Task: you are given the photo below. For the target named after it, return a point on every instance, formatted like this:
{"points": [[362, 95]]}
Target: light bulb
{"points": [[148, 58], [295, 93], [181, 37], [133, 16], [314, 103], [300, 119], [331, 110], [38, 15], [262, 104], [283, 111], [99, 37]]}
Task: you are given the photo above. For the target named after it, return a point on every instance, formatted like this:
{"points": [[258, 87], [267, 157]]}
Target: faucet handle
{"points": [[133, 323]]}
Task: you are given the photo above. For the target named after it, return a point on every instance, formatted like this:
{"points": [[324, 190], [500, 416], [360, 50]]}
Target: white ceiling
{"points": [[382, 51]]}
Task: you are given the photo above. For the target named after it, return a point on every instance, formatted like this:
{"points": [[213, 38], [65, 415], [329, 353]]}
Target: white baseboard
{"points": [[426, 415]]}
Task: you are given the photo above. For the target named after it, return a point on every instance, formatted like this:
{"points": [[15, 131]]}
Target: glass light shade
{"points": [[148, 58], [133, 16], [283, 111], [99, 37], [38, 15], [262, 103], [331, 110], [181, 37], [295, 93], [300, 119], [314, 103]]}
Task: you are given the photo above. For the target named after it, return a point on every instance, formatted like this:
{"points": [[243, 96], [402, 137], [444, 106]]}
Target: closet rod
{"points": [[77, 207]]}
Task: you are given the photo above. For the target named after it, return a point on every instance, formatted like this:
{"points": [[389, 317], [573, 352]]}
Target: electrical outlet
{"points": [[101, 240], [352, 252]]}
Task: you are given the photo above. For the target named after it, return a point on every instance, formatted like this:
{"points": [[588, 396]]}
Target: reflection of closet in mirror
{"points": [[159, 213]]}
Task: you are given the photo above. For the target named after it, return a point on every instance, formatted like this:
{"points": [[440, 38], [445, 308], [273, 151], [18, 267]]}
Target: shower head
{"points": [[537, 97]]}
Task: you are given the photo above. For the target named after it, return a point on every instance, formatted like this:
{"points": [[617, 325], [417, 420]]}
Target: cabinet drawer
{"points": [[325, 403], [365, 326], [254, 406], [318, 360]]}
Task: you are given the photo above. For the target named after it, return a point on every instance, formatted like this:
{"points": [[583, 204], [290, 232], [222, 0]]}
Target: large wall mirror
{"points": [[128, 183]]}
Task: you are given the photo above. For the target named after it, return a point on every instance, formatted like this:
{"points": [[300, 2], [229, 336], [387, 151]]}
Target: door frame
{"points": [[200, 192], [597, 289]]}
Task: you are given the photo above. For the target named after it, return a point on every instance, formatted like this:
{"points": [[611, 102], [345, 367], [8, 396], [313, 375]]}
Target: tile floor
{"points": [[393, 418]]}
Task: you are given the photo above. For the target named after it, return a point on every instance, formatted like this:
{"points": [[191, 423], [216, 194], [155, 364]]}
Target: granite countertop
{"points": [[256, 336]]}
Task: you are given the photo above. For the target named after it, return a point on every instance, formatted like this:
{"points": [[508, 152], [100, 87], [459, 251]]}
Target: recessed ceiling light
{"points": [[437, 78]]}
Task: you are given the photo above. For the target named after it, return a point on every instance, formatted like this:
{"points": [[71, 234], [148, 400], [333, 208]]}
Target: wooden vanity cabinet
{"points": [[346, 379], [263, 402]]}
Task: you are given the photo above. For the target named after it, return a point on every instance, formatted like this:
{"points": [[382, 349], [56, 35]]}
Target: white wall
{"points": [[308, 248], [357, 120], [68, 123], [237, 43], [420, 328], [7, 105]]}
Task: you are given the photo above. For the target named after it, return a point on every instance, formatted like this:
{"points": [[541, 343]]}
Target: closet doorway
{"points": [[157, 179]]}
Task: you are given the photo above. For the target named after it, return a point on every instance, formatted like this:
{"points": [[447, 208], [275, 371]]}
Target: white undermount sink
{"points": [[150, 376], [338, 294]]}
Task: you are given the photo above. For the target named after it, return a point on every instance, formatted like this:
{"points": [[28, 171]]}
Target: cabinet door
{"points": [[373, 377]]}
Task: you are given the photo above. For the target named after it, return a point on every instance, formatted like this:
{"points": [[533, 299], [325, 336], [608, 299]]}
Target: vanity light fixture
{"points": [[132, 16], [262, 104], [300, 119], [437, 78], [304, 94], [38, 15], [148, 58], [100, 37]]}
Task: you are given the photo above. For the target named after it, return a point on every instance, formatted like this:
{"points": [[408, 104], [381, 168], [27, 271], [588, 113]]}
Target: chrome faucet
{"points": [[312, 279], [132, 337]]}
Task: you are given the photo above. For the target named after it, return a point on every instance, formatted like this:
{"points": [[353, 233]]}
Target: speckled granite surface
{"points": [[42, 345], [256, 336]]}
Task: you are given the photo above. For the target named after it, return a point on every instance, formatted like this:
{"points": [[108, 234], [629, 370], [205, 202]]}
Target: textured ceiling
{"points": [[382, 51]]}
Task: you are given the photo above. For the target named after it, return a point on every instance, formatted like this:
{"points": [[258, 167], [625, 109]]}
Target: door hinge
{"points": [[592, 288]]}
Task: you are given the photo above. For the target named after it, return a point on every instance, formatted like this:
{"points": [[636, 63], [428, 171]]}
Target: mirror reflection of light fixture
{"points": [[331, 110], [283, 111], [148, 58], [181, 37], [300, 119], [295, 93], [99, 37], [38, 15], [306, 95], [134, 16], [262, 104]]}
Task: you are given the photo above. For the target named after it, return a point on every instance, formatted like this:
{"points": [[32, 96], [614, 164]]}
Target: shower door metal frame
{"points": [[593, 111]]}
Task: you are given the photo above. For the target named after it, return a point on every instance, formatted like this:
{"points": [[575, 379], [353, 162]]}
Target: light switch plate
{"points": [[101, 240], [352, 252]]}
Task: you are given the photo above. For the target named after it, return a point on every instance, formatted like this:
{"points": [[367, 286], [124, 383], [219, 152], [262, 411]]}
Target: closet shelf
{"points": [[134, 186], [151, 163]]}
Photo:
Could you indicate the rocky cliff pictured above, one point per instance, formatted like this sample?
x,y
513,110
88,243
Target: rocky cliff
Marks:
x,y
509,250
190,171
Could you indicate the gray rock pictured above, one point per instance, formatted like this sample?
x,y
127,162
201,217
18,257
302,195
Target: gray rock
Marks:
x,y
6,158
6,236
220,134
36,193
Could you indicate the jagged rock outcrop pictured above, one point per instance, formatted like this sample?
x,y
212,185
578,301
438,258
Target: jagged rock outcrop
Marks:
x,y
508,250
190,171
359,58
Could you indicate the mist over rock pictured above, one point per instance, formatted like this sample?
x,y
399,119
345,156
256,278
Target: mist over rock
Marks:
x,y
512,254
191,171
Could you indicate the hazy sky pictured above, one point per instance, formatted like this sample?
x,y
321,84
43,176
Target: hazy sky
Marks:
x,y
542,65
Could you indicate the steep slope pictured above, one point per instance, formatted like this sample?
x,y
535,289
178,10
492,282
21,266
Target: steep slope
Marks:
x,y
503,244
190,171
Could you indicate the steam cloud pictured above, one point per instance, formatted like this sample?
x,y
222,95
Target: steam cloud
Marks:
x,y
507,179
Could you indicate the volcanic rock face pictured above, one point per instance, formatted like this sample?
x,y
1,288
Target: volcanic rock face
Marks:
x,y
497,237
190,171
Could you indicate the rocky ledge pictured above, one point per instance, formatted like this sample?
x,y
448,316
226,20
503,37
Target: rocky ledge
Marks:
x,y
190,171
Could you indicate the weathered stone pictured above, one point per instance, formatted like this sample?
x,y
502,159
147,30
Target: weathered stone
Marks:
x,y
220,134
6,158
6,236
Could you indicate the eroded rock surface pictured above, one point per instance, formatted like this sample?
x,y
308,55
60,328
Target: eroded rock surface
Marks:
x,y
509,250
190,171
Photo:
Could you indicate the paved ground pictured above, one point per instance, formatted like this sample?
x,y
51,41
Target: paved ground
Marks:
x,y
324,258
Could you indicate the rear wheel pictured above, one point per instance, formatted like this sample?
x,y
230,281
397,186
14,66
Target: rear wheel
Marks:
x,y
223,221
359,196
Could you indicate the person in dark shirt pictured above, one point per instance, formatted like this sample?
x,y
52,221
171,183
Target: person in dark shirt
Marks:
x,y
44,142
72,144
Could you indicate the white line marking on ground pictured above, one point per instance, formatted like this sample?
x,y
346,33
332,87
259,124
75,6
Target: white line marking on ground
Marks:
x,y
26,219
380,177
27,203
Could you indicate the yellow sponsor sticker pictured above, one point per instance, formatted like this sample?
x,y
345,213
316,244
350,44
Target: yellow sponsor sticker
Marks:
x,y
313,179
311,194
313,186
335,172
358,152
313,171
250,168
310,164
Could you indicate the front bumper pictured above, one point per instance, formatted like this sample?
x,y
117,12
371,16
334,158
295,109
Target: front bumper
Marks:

Your goal: Tally up the lines above in which "over" occurs. Give the result as a bare number.

Response for this exercise: 2